++++ PRZEKAZANY MATERIAŁ
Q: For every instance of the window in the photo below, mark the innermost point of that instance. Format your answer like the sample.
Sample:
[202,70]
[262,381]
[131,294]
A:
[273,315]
++++++++
▶ DO ZROBIENIA: Zredaguj cały powyższy materiał tak, by zamiast „window” stało „door”, a reszta pozostała bez zmian.

▶ ROZWIĄZANIE ZADANIA:
Q: For every instance of the door in the photo below, mark the innermost point of that instance. Format your answer like the sample.
Sample:
[202,70]
[262,381]
[131,294]
A:
[273,315]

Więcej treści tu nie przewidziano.